Text passage.
+-------+
Day of The African Child, Dandelion Kenya's I Choose, my Life participant speaks against child marriage



I once read of a story, a Ugandan mother who refused USHS.600,000 as dowry price for her daughter. Last year on Kenyan Television I watched the father of  a young girl who was raped declare that he was ready to accept livestock from the rapist as long he will marry his 12 year daughter. All this came on the back of retrogressive actions in other parts of the world such as Bangladesh, where the country was considering a legal provision that would lower the legal age of marriage from 18 years to 16years.

Pervasive reality

These girls; the one whose father was willing to accept dowry form the rapist and the one whose mother refused dowry, are not isolated cases. If anything, they are an accurate but saddening reflection of a pervasive reality.  A reality that dooms girls completely to the control of others; be it their parents, relatives and oppressive cultures that have been normalized to the detriment of young souls. To make even the picture more grim, 2 in every 5 girls are married off before the age of 18 in Sub Saharan Africa according to UNFPA

This assertion is corroborated by UNICEF, approximately 15 million girls are married every year before they reach 18 years. Furthermore, 1 in 4 girls alive today, globally, was married by 18 years, and 1 in 12 was married by age 15, and some as young as eight or nine. In South Asia 46% of girls below 18 are married; 39% are married in sub-Saharan Africa; 29% in Latin America and the Caribbean; 18% in the Middle East and North Africa; and in some communities in Europe and North America too. 700 million women alive today were married before their 18th birthday.

The numbers above are a representation of millions of girls across the world deprived of autonomy, freedom and choice to become women of their dreams.  They have instead been doomed to endure the vicious cycle of poverty. In that cycle of poverty, their education is curtailed, robbed of their childhood and negotiation power to what happens to them transferred to their ‘husbands’  right away from their parents.

Due to policy incoherence and systemic inadequacies, the girls married off are unable to access certain health services especially as pertains to their sexual and reproductive health and rights.  This further compounds onto the endless list of rights violations that the girls are forced to endure. Child marriage not only exacerbates poverty, but is served with a bloodcurdling cocktail of Female Genital Mutilation and other health complications such as fistula, ill mental health, possible maternal  mortality and general ill health

Draw a line, Define the future we want for our African Girls

Fortunately through the African Union campaign to end child marriage, the continent has revitalized efforts to fight this gross injustice. We however still stand at a point indicative of stark  regional inequalities  in terms of  disjointed national efforts to end child marriage  coupled with varying levels of prevalence across the continent.During the 20 year Africa regional review of the Beijing Platform of Action, tackling harmful practices was one of the areas where the one we were deemed to lag behind. If as a continent we do not draw a line nor or apply concerted action to define child marriage as a form of violence against women that should be fought with every resource at our disposal numbers will grow, globally the total number of women married in childhood could increase to over 1.2 billion by 2050 if the current statistics are anything to go by. This is certainly not what we want, is it?
+-------+
Provided data.
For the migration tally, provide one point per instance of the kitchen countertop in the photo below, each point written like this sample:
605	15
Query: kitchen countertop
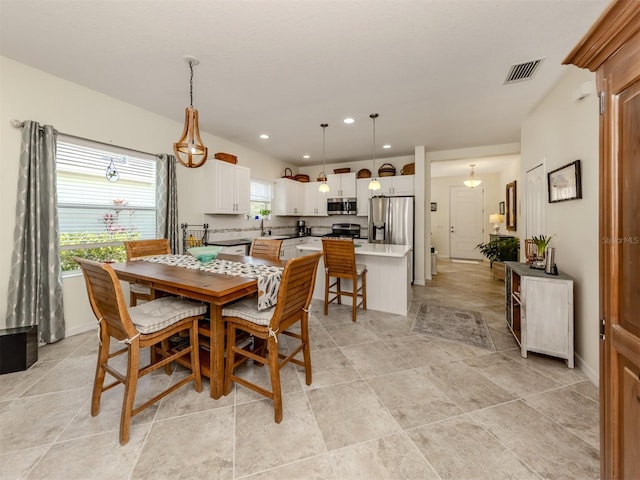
363	247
+-------+
Set problem. From the article on child marriage above, reproduce the passage from "Day of The African" up to and including "years to 16years.", word for word.

The response.
Day of The African Child, Dandelion Kenya's I Choose, my Life participant speaks against child marriage



I once read of a story, a Ugandan mother who refused USHS.600,000 as dowry price for her daughter. Last year on Kenyan Television I watched the father of  a young girl who was raped declare that he was ready to accept livestock from the rapist as long he will marry his 12 year daughter. All this came on the back of retrogressive actions in other parts of the world such as Bangladesh, where the country was considering a legal provision that would lower the legal age of marriage from 18 years to 16years.